SOAL LATIHAN:
• a. Dalam teks tentang Kartini, kepada siapa surat-surat dalam buku kumpulan itu ditulis?
• b. Teruskan teks tentang Kartini, mulai setelah kalimat terakhirnya.

TEKS YANG DIBERIKAN:
+ + + + +

Raden Adjeng Kartini |
Aktivis
perempuan sudah menobatkan R.A. Kartini sebagai pejuang emansipasi. Dia
digambarkan sebagai sosok yang bersemangat memperjuangkan kaum perempuan agar
mempunyai hak yang sama dan sejajar dengan kaum pria. Pada setiap bulan April
tokoh ini kembali di angkat sembari terus mendorong perempuan Indonesia untuk
menempati posisi-posisi yang biasanya didominasi oleh pria. Bagai gayung
bersambut, kaum perempuan Indonesia pun bergegas mencari peluang
karir setinggi-tingginya, tanpa peduli harus mengorbankan keluarga maupun harga
dirinya. Benarkah semua ini sejalan dengan perjuangan Kartini?
Agaknya
kesimpulan ini terlalu terburu-buru. Mengenal Kartini salah satunya dengan
membaca buku kumpulan surat-surat Kartini kepada sahabat-sahabatnya di Negeri
Belanda. Dalam buku ini tampak bahwa Kartini adalah sosok yang berani menentang
adat-istiadat yang kuat di lingkungannya. Dia menganggap setiap manusia
sederajat sehingga tidak seharusnya adat-istiadat membedakan berdasarkan
asal-usul keturunannya. Memang, pada awalnya Kartini begitu mengagungkan
kehidupan liberal di Eropa yang tidak dibatasi tradisi sebagaimana di Jawa.
Namun, setelah sedikit mengenal Islam, Kartini justru mengkritik peradapan
masyarakat Eropa dan menyebutnya sebagai kehidupan yang tidak layak disebut
sebagai peradaban.

+ + + + +

KUTIPAN DATA:
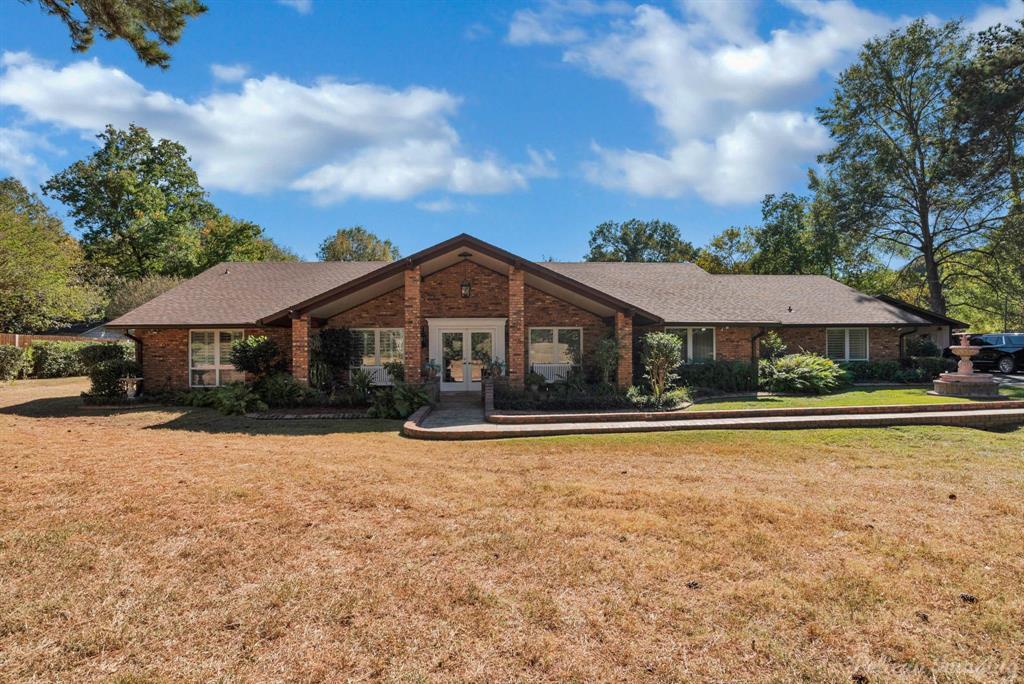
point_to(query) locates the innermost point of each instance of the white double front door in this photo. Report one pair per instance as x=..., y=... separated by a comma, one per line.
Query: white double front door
x=464, y=348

+ + + + +

JAWABAN TIAP SOAL:
• a. Kepada sahabat-sahabatnya di Negeri Belanda.

• b.
Dalam
suratnya Kartini meminta pemerintah Hindia Belanda memperhatikan nasib pribumi
dengan menyelenggarakan pendidikan. Ia mengungkap hal yang sama kepada
sahabat-sahabatnya, terutama pendidikan bagi kaum perempuan. Hal ini karena
perempuanlah yang membentuk budi pekerti anak. Berulang-ulang Kartini menyebut
perempuan adalah istri dan pendidik anak yang pertama-tama. Dia memaksudkan
keinginannya mengusahakan pendidikan dan pengajaran agar perempuan lebih cakap
dalam menjalankan kewajibannya dan tidak bermaksud menjadikan anak-anak
perempuan menjadi saingan laki-laki. Tidak ada keinginan Kartini untuk mengejar
persamaan hak dengan laki-laki dan meninggalkan perannya dalam rumah tangga.
Bahkan ketika ia menikah dengan seorang duda yang memiliki banyak anak, Kartini
sangat menikmati tugasnya sebagai istri dan ibu bagi anak-anak suaminya. Inilah
yang membuat Stella, sahabatnya, heran mengapa Kartini rela menikah dan
menjalani kehidupan rumah tangganya.
Demikianlah,
Kartini adalah sosok yang mengajak setiap perempuan memegang teguh ajaran
agamanya, dan meninggalkan ide kebebasan yang menjauhkan perempuan dari
fitrahnya. Kini jelas apa yang diperjuangkan aktivis jender dengan mendorong
perempuan meraih kebebasan dan dan meninggalkan rumah tangganya bukanlah
perjuangan Kartini. Sejarah Kartini telah di salah gunakan sesuai dengan
kepentingan mereka. Kaum Muslim telah dijauhkan dari Islam dengan dalih
kebebasan, keadilan dan kesetaraan jender.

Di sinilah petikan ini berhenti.